Source material –

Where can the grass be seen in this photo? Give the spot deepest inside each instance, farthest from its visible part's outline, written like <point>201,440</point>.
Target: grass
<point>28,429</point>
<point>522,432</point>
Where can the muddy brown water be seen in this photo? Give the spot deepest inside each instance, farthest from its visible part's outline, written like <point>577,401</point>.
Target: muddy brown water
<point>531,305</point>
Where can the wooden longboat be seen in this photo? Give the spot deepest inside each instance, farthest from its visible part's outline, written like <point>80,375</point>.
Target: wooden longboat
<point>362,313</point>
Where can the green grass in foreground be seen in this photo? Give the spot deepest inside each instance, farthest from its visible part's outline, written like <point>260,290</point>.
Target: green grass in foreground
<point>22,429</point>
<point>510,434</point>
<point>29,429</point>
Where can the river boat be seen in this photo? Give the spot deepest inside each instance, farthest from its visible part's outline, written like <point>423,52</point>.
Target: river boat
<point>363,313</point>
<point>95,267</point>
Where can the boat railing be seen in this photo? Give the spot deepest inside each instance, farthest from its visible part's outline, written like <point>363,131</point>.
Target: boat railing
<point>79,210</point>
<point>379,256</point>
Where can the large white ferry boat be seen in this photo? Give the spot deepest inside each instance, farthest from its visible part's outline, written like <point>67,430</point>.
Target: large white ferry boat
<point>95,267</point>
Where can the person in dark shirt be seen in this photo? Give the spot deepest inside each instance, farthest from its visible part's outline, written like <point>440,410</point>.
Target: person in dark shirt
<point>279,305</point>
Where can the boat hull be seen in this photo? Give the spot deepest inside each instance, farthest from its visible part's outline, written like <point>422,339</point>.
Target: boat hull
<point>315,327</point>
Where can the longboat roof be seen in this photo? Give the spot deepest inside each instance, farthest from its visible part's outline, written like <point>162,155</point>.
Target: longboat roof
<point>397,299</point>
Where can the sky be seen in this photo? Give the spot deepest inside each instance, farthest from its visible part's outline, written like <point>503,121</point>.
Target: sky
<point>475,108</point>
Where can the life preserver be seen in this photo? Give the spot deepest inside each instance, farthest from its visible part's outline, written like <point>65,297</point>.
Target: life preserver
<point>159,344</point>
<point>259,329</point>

Problem description –
All entries must be duplicated exactly, with none left out.

Solved problem –
Where can the grass be seen in this photo? Give the spot deepest inside each instance, farthest from its visible part's outline, written like <point>201,440</point>.
Target: grass
<point>28,429</point>
<point>522,432</point>
Where can the muddy brown water be seen in this photo? Give the spot deepest inside each instance, farthest from its visible part's outline, written like <point>577,401</point>.
Target: muddy brown water
<point>531,305</point>
Where can the wooden longboat be seen in this photo? Give the spot deepest inside each instance, farthest from its visible part's outline, written like <point>80,375</point>.
Target: wooden longboat
<point>362,313</point>
Where can the green grass in foreground be seen in this photo? Give the spot deepest inside each instance, farthest from its visible part's outline, written like <point>260,290</point>.
Target: green grass in foreground
<point>22,429</point>
<point>510,434</point>
<point>29,429</point>
Where can the river boat be seen in this photo? Give the spot deepest inside each instance, farthest from its visible part's outline, written like <point>423,52</point>.
Target: river boat
<point>363,313</point>
<point>95,267</point>
Where can the boat railing be seen in this photo? Give the spot deepest inside each instance, farthest from its visible part's outline, written like <point>363,131</point>.
Target: boat railing
<point>79,210</point>
<point>379,256</point>
Where can the large white ferry boat be seen in this photo? Give the spot deepest inside each instance, farthest from its visible part's outline, written like <point>67,430</point>.
Target: large white ferry boat
<point>95,267</point>
Where can the person in dark shirt be seen in this photo? Give the spot deepest inside each instance, farthest from its visible part's outline, written like <point>440,410</point>.
Target: person in dark shirt
<point>279,305</point>
Where can the boat hull be seen in this photo? Give the spot deepest inside each instance, farthest from its visible part's outline, written like <point>422,339</point>.
Target: boat hull
<point>315,327</point>
Where can the longboat roof be seen in this photo? Give the spot deepest inside each instance, farthest from its visible part's outline, written like <point>162,155</point>.
Target: longboat roof
<point>397,299</point>
Where can the sky be seen in this photo? Give the spot deepest inside each instance, farthest from its visible part's outline, written like <point>503,121</point>.
Target: sky
<point>475,108</point>
Where can the life preserver be seen in this photo? Give the spot deepest inside each instance, farthest from its visible part's outline, written like <point>65,297</point>.
Target: life preserver
<point>159,344</point>
<point>259,329</point>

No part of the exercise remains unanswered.